## Work required
Reproduce every line of the listing below without changing anything.

Collection entries:
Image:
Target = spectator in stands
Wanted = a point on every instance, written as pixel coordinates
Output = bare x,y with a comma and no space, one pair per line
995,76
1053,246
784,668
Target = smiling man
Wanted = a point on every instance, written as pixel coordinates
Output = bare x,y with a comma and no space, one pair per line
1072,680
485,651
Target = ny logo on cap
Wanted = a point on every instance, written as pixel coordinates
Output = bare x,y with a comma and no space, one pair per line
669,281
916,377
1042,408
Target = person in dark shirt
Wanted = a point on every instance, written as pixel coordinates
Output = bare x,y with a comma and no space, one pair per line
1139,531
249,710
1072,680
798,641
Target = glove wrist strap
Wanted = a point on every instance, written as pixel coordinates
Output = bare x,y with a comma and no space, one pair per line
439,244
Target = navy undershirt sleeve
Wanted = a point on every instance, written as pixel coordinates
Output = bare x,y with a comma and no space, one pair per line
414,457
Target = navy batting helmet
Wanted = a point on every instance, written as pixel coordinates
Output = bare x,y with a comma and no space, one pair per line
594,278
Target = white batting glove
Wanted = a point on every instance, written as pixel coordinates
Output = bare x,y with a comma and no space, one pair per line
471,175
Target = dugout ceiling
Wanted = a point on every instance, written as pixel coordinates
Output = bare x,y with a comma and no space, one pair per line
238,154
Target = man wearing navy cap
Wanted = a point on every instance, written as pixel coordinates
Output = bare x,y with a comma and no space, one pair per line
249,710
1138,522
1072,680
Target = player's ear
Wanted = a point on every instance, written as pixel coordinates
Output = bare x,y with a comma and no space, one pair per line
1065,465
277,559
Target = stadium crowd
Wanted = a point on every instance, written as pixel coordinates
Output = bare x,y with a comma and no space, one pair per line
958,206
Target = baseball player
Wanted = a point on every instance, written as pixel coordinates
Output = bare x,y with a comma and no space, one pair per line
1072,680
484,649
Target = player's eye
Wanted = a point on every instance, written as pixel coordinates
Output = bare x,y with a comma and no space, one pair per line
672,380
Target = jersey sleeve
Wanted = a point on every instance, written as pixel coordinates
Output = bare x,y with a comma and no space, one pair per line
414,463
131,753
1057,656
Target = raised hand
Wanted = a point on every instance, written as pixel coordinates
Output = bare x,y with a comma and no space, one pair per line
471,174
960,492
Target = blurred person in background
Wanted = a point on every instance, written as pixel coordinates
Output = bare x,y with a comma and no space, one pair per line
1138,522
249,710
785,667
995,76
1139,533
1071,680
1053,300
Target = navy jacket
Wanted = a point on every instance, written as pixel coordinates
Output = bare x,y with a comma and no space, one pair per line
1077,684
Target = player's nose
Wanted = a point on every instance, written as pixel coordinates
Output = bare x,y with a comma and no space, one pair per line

## Full answer
Image:
Target = spectator in stands
Wanted = a point on every instance, written as pixel coordinates
Output = bare x,y with a comma and no space, one pair per line
995,76
1053,246
784,668
Target = smiling man
Wanted = a point on every instance, written as pixel coordinates
Output = bare x,y with a comma and no space, one pair per line
1072,680
485,651
Target = ny logo on cap
Wanted = a point on every instance, written as pixel coordinates
Output = bare x,y with a comma and no space, one pair per line
669,281
916,377
1042,408
Target = person in dark shirt
Wanted = a point on every instance, written as pixel coordinates
Output = bare x,y with a comma and no space, one pair per line
1139,531
249,710
1072,680
798,641
Target = glove wrist strap
Wanted = a point on every instance, written as pixel coordinates
Output = bare x,y with a comma and no space, one pair per line
439,244
Target = navy undershirt sleeve
Wanted = a point on every instance, written as pixel coordinates
Output = bare x,y with a comma and no space, one pair per line
414,457
Target = navy batting helmet
Wanted = a point on every instance, written as pixel coordinates
Output = bare x,y with a comma and no space, one pair per line
594,278
Target = white batting glove
Wanted = a point on every instance, written as pixel coordinates
Output = bare x,y with a comma and no space, one pair per line
471,175
Target = dugout ceiling
Wanted = a point on every instance, written as pixel coordinates
Output = bare x,y with a comma and no space, one pair per line
238,154
Target = man wearing navy cap
Wanted = a point on every instance, written as pixel coordinates
Output = bare x,y with a comma and no space, one pair per line
249,710
1138,522
1072,680
Target = player's ear
Wanted = a point on every instance, written as pixel coordinates
Output = bare x,y with a comma and no space, one pair per line
1065,465
277,559
Target = stadium crowd
Wanted = a point on every instance, written as pixel coordinates
Output = bare x,y with a comma and no space, one pair per line
958,206
Target = baseball player
Wanted = a point on every instance, written as pixel coordinates
Output = bare x,y with a comma and no space, one pair per line
1072,680
484,649
Target = player's eye
Wanted = a point on every instance, written as pixel coordinates
Output = bare x,y with a comma and no space, one pair per line
672,380
Target = jersey sleeve
Wanted = a point on every instance, written as pixel coordinates
Output = bare x,y with a comma and no space, one pair per line
414,463
131,753
1057,656
Target = raised hand
Wanted = a point on every instance, written as pixel coordinates
Output = bare x,y with a comma and no space, one pair per line
471,174
960,492
Target = blurred person in background
Wanted = a point on every instance, written as pixel coordinates
Output = bare x,y with a comma and no space, one pair per line
1138,522
249,710
785,667
995,76
1139,533
1071,680
1053,300
Target = navy jacket
Wanted = a point on every instance, written as pixel coordinates
Output = bare x,y with a comma and no space, one pair per line
1077,684
Target = player's nose
Wanted = a point on every instance, written as pixel coordinates
Output = bare x,y with a comma and no space, one pair per line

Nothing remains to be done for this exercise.